[Begin PAGE TEXT]
2. As for Ushiro Kenji's reference to 'striking with love', there is a cultural context to this phrase with far less pleasant overtones. 愛の鞭 ai no muchi (the rod of love) was a common phrase used by, among others, Japanese army officers in the 1930s for the systematic beating, hazing--and worse--of their subordinates and, of course, their foreign captives (who did not really deserve the attention that ai-no-muchi implied, since they had surrendered and so were worthless, but were given it anyway).
This is interesting... it fits with some of the behaviors I have seen between teachers and their direct students. These teachers can be incredibly wonderful, generous people with folks who are merely guests but ar total terrors with their personal students.

However, my admittedly limited understanding of the way in which Ushiro used the phrase and how the Systema people us similar concepts has to do with changing the intention behind the strikes. Changing the intention by removing the very powerful intention to destroy actually makes the strikes almost impossible to anticipate. You don't realize just how much your intuition plays a part in picking up incoming strikes until you play with someone who has changed the intention or removed the intention behind the strikes. It seems like you just get hit with no warning and little ability to respond.

I need to comb through Ushiro Sensei's books again to see, but I think that the sense of Love as an "attractive" force (in the way that Teilhard de Chardin or O-Sensei might have used the term) as opposed to normal striking which is certainly "repulsive" in its energy. I've done some rudimentary striking training with the Systema folks and they do some very interesting on creating a truly comfortable feel between the fist and the target, not just for the striker but the "strikee" as well.
[End PAGE TEXT]
TASKS TO CARRY OUT:
**a.** In the post about striking with love, what does removing the intention to destroy do to the strikes?
**b.** Carry on the post about striking with love, picking up after its final sentence.
[Begin RECORDS SHOWN]
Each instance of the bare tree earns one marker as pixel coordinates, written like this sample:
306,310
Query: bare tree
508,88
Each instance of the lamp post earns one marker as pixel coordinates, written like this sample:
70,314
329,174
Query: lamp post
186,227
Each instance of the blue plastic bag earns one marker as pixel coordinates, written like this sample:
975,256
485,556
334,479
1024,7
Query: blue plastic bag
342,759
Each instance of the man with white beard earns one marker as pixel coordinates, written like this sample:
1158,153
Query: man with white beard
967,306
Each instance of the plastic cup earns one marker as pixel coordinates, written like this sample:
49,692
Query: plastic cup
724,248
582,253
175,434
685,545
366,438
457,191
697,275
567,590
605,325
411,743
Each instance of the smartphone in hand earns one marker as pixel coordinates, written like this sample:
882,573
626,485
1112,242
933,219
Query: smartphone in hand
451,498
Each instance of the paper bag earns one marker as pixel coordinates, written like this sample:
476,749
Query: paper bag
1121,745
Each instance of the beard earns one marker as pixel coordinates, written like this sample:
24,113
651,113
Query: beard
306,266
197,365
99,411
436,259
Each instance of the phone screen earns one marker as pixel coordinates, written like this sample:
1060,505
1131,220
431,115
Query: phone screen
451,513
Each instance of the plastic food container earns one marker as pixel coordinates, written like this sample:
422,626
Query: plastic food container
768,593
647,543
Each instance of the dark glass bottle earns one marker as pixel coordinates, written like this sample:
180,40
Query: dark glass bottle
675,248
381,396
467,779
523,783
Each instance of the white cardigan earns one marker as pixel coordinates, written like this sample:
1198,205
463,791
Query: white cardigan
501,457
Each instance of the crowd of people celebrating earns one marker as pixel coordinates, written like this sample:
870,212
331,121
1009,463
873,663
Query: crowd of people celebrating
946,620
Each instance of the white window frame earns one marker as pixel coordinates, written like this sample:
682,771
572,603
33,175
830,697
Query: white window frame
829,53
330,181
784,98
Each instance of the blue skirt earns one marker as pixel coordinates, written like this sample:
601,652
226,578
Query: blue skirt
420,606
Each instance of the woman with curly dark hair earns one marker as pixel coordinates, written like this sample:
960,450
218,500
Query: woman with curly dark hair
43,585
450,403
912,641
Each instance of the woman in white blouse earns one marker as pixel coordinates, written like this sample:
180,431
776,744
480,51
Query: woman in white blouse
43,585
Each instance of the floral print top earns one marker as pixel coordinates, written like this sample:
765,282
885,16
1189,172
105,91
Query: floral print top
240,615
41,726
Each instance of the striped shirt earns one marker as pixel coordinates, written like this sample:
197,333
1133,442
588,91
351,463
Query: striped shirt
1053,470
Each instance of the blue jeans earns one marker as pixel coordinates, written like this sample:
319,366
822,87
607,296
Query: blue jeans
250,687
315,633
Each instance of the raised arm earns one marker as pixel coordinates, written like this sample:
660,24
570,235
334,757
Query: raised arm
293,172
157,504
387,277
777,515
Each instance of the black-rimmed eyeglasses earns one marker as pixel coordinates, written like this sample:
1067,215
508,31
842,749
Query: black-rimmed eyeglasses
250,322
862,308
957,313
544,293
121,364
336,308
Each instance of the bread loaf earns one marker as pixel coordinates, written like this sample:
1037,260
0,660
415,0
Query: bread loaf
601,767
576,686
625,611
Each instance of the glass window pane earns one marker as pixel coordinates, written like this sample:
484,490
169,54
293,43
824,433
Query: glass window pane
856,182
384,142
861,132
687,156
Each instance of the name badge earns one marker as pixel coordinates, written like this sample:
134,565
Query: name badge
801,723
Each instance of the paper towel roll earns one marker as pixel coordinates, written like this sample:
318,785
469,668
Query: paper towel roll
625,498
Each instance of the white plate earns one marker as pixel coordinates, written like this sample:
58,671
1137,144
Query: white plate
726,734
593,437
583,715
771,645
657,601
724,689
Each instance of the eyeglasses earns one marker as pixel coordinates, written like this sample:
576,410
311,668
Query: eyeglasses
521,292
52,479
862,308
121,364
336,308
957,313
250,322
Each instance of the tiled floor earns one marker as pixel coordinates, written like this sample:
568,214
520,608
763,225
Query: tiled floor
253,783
[End RECORDS SHOWN]
ANSWERS FOR THIS EXERCISE:
**a.** It makes the strikes almost impossible to anticipate.

**b.**
Anyway, I will probably have to train for quite a few more years before I can add to this. I do believe that I have a slightly better perspective on this idea via Aikido and how O-Sensei may have perceived Love as the force of attraction which makes it possible to join wi9th the partner in the Aikido interaction. I have played with the idea of how changing the intention effects ones ability to perform irimi when attacked with strong intention and it definitely changes things completely. It is tangible to both partners in the interaction. As I said, more to come in a few years.

What you say about Teilhard de Chardin's relationship to the Church doesn't surprise me. He always felt like he had a distinctly Asian flavor to his Chrstianity. Probably why I liked him so much.

No, I had not encountered those other writers. I will do some more reading, thanks!

Last edited by George S. Ledyard : 02-03-2010 at 08:58 AM.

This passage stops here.